Passage shown
Turn Guest Reviews Into Referrals
A 20-minute check to see if guests can actually recommend you
This is the fastest way to see whether your guests are doing any marketing for you.
If they cannot describe you, you are invisible the moment they leave.
The Question
Can a guest describe you to a friend without opening their phone?
If they need to search, the referral usually does not happen.
“It was really nice” is not a referral. It is a dead end.
Step 1: Sort (10 minutes)
Pull 10 five-star reviews. Make two piles (or two columns if you are using a spreadsheet).
Use whichever platform has the most. If you have fewer than 10, use what you have.
If a review does not contain a noun, it is not Sticky.
If you are debating whether something counts, it does not.
Count each pile.
Step 2: Fix Your Checkout Message (10 minutes)
One place. One change. Your checkout message.
If you found a repeating detail:
Add it to your checkout message. This is not marketing. It is helping guests not miss something worth remembering.
A coastal inn added one line: “Before you go, sit by the fire pit at dusk.” Soon, the fire pit started showing up in new reviews.
If nothing repeated:
Pick one thing guests would not find on their own. Add it to your checkout message.
The beach path behind the grocery store
The bakery with no sign (blue door, before 9am)
The taco truck that only shows up on Thursdays
This can be simple. The best light in the morning. The quietest spot. A shortcut. You know something guests do not.

What to do
In the guest reviews guide, rewrite the part that opens with "One place. One" and closes with "own. Add it to your checkout message.", substituting "garden bench" for "fire pit". The data that follows comes from a different source.

Provided data
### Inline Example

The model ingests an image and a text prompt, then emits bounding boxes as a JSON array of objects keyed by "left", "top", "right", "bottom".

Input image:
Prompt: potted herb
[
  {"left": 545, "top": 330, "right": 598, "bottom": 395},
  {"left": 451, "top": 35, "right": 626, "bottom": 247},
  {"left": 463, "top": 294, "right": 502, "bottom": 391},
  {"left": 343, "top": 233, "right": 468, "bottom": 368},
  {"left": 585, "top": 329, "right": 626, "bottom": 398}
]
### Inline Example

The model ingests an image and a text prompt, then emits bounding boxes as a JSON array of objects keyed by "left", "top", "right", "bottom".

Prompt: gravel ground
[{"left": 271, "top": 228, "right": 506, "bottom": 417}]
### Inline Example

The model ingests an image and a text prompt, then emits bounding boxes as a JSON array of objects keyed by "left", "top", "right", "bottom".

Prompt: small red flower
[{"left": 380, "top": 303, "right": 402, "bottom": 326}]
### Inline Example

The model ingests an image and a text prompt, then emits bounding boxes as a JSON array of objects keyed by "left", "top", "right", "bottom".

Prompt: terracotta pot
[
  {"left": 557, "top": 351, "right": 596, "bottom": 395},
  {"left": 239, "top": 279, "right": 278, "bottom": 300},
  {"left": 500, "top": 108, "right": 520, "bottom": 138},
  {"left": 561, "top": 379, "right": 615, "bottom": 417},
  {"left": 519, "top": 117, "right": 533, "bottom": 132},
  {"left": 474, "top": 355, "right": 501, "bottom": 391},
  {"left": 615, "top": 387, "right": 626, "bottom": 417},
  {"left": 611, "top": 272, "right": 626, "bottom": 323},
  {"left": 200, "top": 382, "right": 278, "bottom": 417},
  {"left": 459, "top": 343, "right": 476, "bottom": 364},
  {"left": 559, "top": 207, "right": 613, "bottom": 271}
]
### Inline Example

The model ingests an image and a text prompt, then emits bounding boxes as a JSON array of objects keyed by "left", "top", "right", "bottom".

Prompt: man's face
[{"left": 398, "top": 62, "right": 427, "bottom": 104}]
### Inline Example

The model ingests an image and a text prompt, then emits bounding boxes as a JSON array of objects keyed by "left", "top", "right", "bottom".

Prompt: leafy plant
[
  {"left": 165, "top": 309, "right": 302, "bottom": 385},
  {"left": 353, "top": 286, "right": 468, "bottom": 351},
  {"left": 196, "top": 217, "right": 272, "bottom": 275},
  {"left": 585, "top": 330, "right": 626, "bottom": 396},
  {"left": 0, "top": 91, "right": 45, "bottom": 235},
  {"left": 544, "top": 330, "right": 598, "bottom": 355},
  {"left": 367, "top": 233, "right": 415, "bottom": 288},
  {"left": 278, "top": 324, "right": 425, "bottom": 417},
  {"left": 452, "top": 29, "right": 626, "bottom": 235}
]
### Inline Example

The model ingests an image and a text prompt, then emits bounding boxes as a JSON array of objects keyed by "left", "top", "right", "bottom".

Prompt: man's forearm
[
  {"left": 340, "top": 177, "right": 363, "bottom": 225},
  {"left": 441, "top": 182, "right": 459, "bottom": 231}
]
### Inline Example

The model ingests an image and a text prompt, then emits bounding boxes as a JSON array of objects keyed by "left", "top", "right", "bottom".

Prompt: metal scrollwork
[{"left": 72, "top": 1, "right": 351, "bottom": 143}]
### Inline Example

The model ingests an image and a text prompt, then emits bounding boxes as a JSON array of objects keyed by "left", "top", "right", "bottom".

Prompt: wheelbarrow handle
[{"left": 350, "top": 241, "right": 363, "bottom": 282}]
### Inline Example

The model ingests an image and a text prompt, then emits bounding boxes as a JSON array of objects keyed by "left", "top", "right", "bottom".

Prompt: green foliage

Written reply
One place. One change. Your checkout message.
If you found a repeating detail:
Add it to your checkout message. This is not marketing. It is helping guests not miss something worth remembering.
A coastal inn added one line: “Before you go, sit by the garden bench at dusk.” Soon, the garden bench started showing up in new reviews.
If nothing repeated:
Pick one thing guests would not find on their own. Add it to your checkout message.